-- START OF Information shown --

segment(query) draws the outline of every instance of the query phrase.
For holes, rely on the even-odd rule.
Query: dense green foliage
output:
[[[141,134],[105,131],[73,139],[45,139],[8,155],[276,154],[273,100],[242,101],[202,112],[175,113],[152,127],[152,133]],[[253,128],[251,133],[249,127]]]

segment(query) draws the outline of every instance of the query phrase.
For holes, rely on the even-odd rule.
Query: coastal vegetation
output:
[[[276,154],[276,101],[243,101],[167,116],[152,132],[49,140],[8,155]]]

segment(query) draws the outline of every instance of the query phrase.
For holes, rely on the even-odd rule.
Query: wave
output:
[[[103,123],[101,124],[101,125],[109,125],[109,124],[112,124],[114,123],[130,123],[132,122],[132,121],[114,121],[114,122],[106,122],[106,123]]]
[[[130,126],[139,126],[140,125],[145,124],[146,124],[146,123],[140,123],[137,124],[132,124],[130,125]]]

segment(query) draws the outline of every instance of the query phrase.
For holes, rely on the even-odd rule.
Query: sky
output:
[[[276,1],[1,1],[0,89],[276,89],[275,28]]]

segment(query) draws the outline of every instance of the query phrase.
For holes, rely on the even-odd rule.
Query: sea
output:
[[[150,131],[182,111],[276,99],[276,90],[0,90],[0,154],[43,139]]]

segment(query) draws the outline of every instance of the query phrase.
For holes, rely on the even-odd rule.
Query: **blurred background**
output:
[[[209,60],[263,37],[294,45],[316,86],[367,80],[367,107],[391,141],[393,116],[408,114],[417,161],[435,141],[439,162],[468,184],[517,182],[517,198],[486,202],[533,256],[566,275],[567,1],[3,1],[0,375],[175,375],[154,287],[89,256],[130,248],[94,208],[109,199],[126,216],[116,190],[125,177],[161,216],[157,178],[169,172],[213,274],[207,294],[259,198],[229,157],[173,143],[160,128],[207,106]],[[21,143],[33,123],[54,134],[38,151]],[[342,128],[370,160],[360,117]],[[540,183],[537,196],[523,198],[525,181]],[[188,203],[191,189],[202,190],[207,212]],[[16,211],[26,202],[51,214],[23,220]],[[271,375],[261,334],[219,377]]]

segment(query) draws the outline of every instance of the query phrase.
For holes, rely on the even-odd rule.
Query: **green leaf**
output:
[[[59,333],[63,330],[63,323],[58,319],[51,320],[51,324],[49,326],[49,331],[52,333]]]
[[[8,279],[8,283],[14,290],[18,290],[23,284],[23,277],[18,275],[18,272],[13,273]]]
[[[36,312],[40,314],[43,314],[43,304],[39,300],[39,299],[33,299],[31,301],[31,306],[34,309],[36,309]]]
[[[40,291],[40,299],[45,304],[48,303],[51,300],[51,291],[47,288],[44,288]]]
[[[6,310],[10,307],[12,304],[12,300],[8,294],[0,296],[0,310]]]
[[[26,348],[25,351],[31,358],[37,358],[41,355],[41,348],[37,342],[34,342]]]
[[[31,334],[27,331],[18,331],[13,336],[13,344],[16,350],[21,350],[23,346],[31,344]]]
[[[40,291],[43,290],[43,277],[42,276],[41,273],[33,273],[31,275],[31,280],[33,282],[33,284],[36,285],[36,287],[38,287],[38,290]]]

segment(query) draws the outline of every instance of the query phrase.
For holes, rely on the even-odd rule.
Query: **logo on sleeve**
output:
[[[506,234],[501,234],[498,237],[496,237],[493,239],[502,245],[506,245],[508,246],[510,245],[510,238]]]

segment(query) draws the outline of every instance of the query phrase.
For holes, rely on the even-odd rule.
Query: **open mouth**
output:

-- END OF Information shown --

Go through the listing and copy all of it exactly.

segment(query) draws the outline of every instance of the query phrase.
For holes, rely on the even-odd rule.
Query: dense green foliage
output:
[[[141,134],[105,131],[73,139],[45,139],[8,155],[276,154],[273,100],[242,101],[202,112],[175,113],[152,127],[152,133]],[[253,128],[251,133],[249,127]]]

segment(query) draws the outline of every instance of the query phrase.
For holes, rely on the even-odd rule.
Query: coastal vegetation
output:
[[[276,154],[276,101],[243,101],[167,116],[152,132],[49,140],[8,155]]]

segment(query) draws the outline of every instance of the query phrase.
For holes, rely on the even-odd rule.
Query: wave
output:
[[[103,123],[101,124],[101,125],[109,125],[109,124],[112,124],[114,123],[130,123],[132,122],[132,121],[114,121],[114,122],[106,122],[106,123]]]
[[[130,126],[139,126],[140,125],[145,124],[146,124],[146,123],[140,123],[137,124],[132,124],[130,125]]]

segment(query) draws the outline of every instance of the query phrase.
For holes, rely on the even-odd rule.
Query: sky
output:
[[[276,1],[1,1],[0,89],[276,89],[275,28]]]

segment(query) draws the outline of every instance of the query phrase.
For holes, rely on the even-odd rule.
Query: sea
output:
[[[150,131],[182,111],[276,99],[276,90],[0,90],[0,154],[43,139]]]

segment(query) draws the outline of every instance of the query phrase.
For holes, rely on the even-odd rule.
Query: **blurred background**
output:
[[[209,60],[263,37],[294,45],[316,86],[367,80],[367,107],[391,141],[393,116],[408,114],[417,161],[435,141],[439,162],[468,184],[517,182],[517,198],[486,202],[533,256],[566,275],[567,1],[3,1],[0,375],[175,375],[154,287],[89,256],[130,248],[94,208],[109,199],[126,216],[116,190],[125,177],[161,216],[157,178],[169,172],[213,274],[207,294],[259,198],[229,157],[173,143],[160,128],[207,106]],[[21,143],[33,123],[54,134],[38,151]],[[342,128],[370,160],[360,117]],[[540,183],[537,196],[523,198],[525,181]],[[188,203],[191,189],[202,190],[207,212]],[[16,211],[26,202],[51,214],[23,220]],[[271,375],[261,334],[219,377]]]

segment(query) draws the outline of every instance of the query phrase.
For holes, rely on the even-odd rule.
Query: **green leaf**
output:
[[[59,333],[63,330],[63,323],[58,319],[51,320],[51,324],[49,326],[49,331],[52,333]]]
[[[8,279],[8,283],[14,290],[18,290],[23,284],[23,277],[18,275],[18,272],[13,273]]]
[[[36,312],[40,314],[43,314],[43,304],[39,300],[39,299],[33,299],[31,301],[31,306],[34,309],[36,309]]]
[[[40,291],[40,299],[45,304],[48,303],[51,300],[51,291],[47,288],[44,288]]]
[[[6,310],[10,307],[12,304],[12,300],[8,294],[0,296],[0,310]]]
[[[26,348],[25,351],[31,358],[37,358],[41,355],[41,348],[37,342],[34,342]]]
[[[31,334],[27,331],[18,331],[13,336],[13,344],[16,350],[21,350],[23,346],[31,344]]]
[[[40,291],[43,290],[43,277],[42,276],[41,273],[33,273],[31,275],[31,280],[33,282],[33,284],[36,285],[36,287],[38,287],[38,290]]]

segment(query) draws the outline of every instance of the query phrase.
For holes, rely on the even-odd rule.
Query: **logo on sleeve**
output:
[[[506,234],[501,234],[498,237],[496,237],[493,239],[502,245],[506,245],[508,246],[510,245],[510,238]]]

segment(query) draws the outline of every instance of the query phrase.
For holes, rely on the even-odd rule.
Query: **open mouth**
output:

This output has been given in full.